Brief - Please output only the lines that begin at the line with "For each instance of the horse's ear, set" and run through the end of the entries below, exactly as written. Drop all pictures.

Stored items
────────

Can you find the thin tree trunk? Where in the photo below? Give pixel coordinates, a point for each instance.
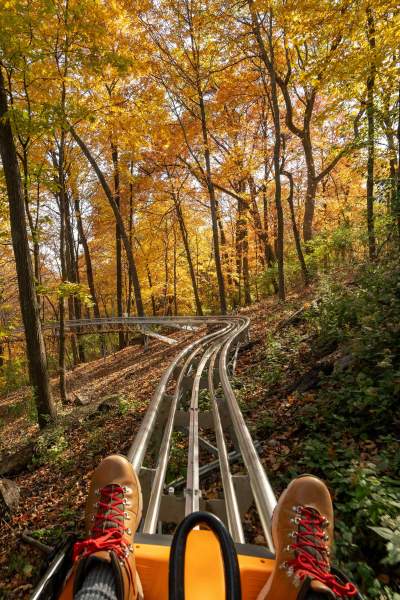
(36, 352)
(184, 234)
(296, 234)
(62, 344)
(371, 137)
(118, 249)
(398, 166)
(88, 259)
(74, 311)
(118, 218)
(269, 62)
(213, 206)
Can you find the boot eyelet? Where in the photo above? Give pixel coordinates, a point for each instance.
(295, 520)
(296, 581)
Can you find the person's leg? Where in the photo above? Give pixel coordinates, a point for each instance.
(99, 584)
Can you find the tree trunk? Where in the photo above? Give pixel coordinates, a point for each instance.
(27, 294)
(213, 206)
(184, 234)
(296, 234)
(269, 61)
(397, 204)
(371, 137)
(62, 344)
(118, 253)
(88, 259)
(118, 218)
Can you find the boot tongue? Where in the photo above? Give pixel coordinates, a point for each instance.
(309, 534)
(109, 495)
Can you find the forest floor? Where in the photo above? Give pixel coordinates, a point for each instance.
(285, 381)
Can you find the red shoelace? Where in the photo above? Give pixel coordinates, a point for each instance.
(108, 529)
(311, 554)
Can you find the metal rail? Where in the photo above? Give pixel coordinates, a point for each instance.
(204, 363)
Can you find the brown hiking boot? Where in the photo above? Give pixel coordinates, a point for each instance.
(113, 512)
(302, 531)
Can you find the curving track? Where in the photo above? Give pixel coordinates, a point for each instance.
(205, 363)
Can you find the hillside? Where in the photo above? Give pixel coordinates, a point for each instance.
(304, 386)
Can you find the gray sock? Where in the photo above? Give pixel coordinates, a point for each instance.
(99, 584)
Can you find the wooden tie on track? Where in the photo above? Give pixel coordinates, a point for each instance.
(204, 363)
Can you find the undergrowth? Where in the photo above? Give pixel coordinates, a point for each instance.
(345, 427)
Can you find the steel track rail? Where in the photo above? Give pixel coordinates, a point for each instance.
(203, 362)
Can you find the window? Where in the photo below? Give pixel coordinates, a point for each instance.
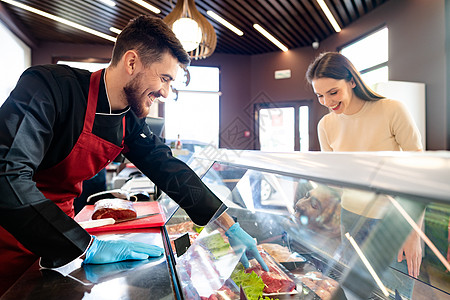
(195, 114)
(15, 58)
(370, 56)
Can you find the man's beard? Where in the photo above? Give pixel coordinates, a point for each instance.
(131, 91)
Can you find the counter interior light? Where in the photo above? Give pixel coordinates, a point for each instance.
(367, 264)
(109, 2)
(147, 6)
(60, 20)
(270, 37)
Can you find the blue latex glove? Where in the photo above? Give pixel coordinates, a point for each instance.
(238, 238)
(103, 252)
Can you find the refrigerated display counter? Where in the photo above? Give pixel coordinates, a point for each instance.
(329, 225)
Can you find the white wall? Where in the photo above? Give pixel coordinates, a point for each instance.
(15, 57)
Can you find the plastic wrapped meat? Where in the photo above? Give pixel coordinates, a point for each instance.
(275, 281)
(115, 208)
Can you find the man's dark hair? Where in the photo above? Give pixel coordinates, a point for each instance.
(150, 37)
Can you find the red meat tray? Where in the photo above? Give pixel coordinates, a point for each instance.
(142, 208)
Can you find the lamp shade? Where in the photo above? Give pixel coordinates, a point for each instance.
(188, 32)
(185, 9)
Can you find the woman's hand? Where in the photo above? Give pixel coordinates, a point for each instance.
(413, 254)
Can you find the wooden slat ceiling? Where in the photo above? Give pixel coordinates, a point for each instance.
(294, 23)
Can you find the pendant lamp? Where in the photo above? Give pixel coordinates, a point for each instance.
(193, 30)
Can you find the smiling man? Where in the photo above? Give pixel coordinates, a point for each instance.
(61, 126)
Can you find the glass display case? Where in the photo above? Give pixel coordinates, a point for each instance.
(328, 225)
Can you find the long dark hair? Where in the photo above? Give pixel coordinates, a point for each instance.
(337, 66)
(151, 38)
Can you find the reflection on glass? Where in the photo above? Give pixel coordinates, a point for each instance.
(276, 129)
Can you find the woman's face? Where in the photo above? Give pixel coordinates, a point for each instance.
(337, 95)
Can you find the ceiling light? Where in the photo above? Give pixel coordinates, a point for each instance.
(147, 6)
(109, 2)
(224, 22)
(193, 30)
(115, 30)
(270, 37)
(329, 15)
(61, 20)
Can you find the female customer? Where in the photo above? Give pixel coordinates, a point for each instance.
(362, 120)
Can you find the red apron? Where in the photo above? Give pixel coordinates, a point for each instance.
(61, 184)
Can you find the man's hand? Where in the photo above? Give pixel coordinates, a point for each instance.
(238, 238)
(413, 254)
(103, 252)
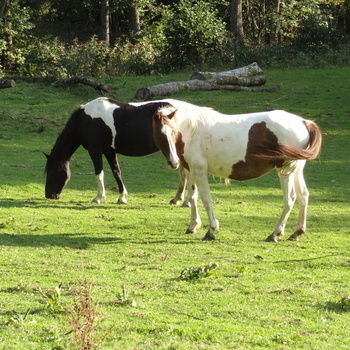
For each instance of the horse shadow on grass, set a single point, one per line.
(82, 241)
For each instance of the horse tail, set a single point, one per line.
(284, 152)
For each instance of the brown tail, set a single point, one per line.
(293, 153)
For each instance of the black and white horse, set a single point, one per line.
(104, 127)
(238, 147)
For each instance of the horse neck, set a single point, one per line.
(66, 144)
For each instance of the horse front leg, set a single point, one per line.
(196, 222)
(96, 158)
(179, 196)
(288, 189)
(201, 178)
(114, 165)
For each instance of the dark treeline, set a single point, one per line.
(64, 38)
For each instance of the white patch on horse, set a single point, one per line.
(103, 109)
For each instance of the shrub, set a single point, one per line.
(193, 31)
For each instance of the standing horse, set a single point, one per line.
(238, 147)
(104, 126)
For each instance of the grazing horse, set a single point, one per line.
(239, 147)
(104, 126)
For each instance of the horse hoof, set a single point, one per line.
(272, 238)
(296, 234)
(208, 237)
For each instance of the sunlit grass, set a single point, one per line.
(288, 295)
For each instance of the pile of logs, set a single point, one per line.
(241, 79)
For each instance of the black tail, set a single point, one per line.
(294, 153)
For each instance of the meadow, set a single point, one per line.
(77, 275)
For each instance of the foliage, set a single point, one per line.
(14, 35)
(52, 299)
(83, 315)
(196, 272)
(290, 299)
(193, 31)
(123, 299)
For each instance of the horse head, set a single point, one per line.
(166, 134)
(57, 176)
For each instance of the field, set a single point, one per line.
(108, 275)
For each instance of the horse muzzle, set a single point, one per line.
(174, 165)
(52, 196)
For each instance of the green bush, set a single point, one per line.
(194, 33)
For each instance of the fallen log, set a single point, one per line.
(7, 83)
(251, 75)
(206, 85)
(80, 80)
(240, 79)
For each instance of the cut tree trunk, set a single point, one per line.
(251, 75)
(207, 85)
(89, 82)
(240, 79)
(7, 83)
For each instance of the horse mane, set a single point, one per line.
(62, 148)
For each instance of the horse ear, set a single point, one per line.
(172, 114)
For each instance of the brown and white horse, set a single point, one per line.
(239, 147)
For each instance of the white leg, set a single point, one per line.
(201, 178)
(303, 200)
(196, 221)
(179, 196)
(287, 185)
(101, 192)
(122, 197)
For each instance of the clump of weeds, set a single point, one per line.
(123, 299)
(83, 317)
(195, 273)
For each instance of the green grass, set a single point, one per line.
(288, 295)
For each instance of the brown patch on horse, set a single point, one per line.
(265, 151)
(260, 138)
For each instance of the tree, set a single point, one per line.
(105, 18)
(236, 21)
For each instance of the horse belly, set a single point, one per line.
(224, 151)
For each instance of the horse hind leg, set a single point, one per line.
(196, 222)
(114, 165)
(96, 158)
(303, 199)
(289, 196)
(180, 193)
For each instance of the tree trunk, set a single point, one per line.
(274, 34)
(248, 75)
(135, 19)
(191, 85)
(3, 8)
(81, 80)
(240, 79)
(236, 21)
(105, 16)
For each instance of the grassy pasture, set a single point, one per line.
(290, 295)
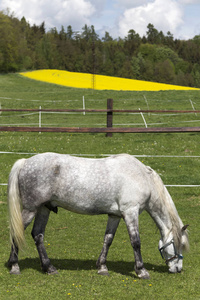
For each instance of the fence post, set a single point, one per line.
(109, 116)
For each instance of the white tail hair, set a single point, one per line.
(14, 206)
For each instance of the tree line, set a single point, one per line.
(154, 57)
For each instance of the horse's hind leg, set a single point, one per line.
(38, 230)
(13, 259)
(111, 228)
(131, 220)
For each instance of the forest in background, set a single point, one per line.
(154, 57)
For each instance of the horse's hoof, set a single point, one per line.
(53, 273)
(52, 270)
(15, 270)
(103, 272)
(143, 274)
(15, 273)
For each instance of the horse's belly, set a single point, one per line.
(88, 205)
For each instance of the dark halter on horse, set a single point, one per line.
(176, 255)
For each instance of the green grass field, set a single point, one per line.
(73, 241)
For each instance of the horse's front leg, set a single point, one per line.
(131, 220)
(111, 228)
(13, 260)
(38, 231)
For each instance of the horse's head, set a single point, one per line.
(172, 254)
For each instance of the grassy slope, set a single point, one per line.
(74, 242)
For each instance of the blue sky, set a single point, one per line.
(180, 17)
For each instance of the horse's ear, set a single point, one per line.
(185, 227)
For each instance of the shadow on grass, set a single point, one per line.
(121, 267)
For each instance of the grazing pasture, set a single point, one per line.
(74, 242)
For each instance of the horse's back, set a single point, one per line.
(83, 185)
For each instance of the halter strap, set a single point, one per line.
(176, 255)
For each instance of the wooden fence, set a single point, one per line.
(109, 129)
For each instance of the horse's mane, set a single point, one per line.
(180, 239)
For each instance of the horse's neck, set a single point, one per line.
(164, 213)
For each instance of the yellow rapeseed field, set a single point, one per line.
(99, 82)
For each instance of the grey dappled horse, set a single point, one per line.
(119, 185)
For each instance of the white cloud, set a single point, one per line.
(55, 13)
(164, 15)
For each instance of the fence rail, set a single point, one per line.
(102, 129)
(109, 129)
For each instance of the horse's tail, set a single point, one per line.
(14, 206)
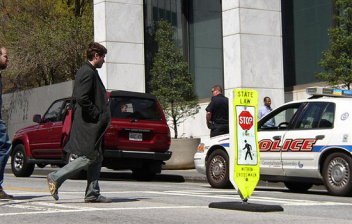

────────

Final answer -
For each instance of the horse's ear, set a single point, one per line.
(185, 227)
For each instance of the shadow on grass, set a single point, one per line.
(121, 267)
For each instance of the grazing pasture, set a single point, one per line.
(74, 242)
For each instance of the horse's back, set a single point, one per line.
(83, 185)
For each instance of the halter strap, set a single point, one per line.
(176, 255)
For each instance of the wooden fence, set a single point, one per line.
(109, 129)
For each instance of the horse's mane, set a single point, one per line.
(180, 239)
For each instance of the horse's neck, set a single point, one per line.
(164, 213)
For each instance of the yellow rapeseed field, set a single point, one per line.
(99, 82)
For each instance of the grey dappled horse, set a single point, one per line.
(119, 185)
For each instance of the white cloud, set a single point, one per line.
(55, 13)
(164, 15)
For each instance of the fence rail, set a single point, one per line.
(102, 129)
(109, 129)
For each instance of the horse's tail, set a single point, one per line.
(14, 206)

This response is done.